### Text shown
====

In the writer-director Tyler Taormina’s hands, the clichéd premise of a memory-rich family drama set during the holidays yields a comprehensively original film. Its mosaic-like structure and epigrammatic dialogue are propulsive, its characterizations high-relief yet finely etched, its performances prickly yet tenderly observed, and its over-all style as colorfully enticing as it is subtly ambivalent.


3. “Megalopolis

People performing a dance with angel wings.
Photograph from Lionsgate Films / Everett Collection

The politics of Francis Ford Coppola’s futuristic science-fantasy, which layers ancient Rome and the New York of tomorrow, are as ingenuous as its whiz-bang cinematic inspiration, because its closest parallels are the adolescence of the cinema itself: silent movies. The grand-scale and high-energy images befit the cosmic imagination of silent-era spectacles; the performances delivered in forum-filling diction match the expressionistic fury of nineteen-twenties movies, too.


4. “My First Film

Another adaptation at an audacious level of form: first, Zia Anger turned the story of the making of her unreleased first feature into a performance piece that she delivered in movie theatres; then she transformed that performance into a new feature. The result dramatizes the making and unmaking of the suppressed film and also weaves in her first-person, frame-breaking retrospective account of the doomed production. This is painfully personal filmmaking that’s principled and diagnostic regarding the practical and ethical conflicts of the art.

====

### Dataset content
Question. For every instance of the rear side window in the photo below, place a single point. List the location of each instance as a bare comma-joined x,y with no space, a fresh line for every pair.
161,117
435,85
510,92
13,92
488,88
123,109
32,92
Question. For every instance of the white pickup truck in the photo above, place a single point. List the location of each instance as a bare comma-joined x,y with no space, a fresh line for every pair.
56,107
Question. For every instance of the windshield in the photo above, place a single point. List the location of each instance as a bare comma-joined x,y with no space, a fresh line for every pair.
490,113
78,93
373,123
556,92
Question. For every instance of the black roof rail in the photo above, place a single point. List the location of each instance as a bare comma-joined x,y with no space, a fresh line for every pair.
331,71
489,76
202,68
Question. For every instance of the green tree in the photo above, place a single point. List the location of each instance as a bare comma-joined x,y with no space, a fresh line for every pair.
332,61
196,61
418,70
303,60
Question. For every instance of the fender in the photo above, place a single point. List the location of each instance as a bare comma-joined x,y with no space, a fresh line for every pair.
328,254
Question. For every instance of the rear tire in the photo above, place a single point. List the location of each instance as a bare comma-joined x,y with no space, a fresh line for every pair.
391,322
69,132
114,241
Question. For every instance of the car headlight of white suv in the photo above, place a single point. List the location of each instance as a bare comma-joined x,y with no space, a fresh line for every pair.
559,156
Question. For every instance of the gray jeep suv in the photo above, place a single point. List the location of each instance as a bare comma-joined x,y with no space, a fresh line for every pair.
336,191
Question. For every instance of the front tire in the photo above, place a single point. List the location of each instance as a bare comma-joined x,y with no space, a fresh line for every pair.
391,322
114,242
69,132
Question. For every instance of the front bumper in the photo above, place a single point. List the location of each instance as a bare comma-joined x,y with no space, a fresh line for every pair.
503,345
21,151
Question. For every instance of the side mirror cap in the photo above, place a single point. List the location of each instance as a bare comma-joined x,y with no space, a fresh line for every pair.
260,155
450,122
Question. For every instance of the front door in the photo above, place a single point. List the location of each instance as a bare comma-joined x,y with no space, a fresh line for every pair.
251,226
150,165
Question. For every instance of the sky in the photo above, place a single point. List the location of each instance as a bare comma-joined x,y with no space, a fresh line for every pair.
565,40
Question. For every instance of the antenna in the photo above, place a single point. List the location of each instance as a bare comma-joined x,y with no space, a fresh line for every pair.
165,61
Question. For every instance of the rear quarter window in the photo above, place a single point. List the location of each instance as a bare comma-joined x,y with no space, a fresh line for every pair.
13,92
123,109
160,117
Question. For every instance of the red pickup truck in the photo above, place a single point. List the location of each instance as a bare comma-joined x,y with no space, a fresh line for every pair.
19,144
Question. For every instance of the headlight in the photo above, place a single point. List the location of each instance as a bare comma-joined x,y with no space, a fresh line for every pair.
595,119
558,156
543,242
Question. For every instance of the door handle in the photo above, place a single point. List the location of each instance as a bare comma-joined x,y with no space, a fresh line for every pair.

====

### The problem
Rewrite everything in the film text from "Photograph from Lionsgate" down to "nineteen-twenties movies, too.", putting "imperial Rome" in place of "ancient Rome".

### Result of this task
Photograph from Lionsgate Films / Everett Collection

The politics of Francis Ford Coppola’s futuristic science-fantasy, which layers imperial Rome and the New York of tomorrow, are as ingenuous as its whiz-bang cinematic inspiration, because its closest parallels are the adolescence of the cinema itself: silent movies. The grand-scale and high-energy images befit the cosmic imagination of silent-era spectacles; the performances delivered in forum-filling diction match the expressionistic fury of nineteen-twenties movies, too.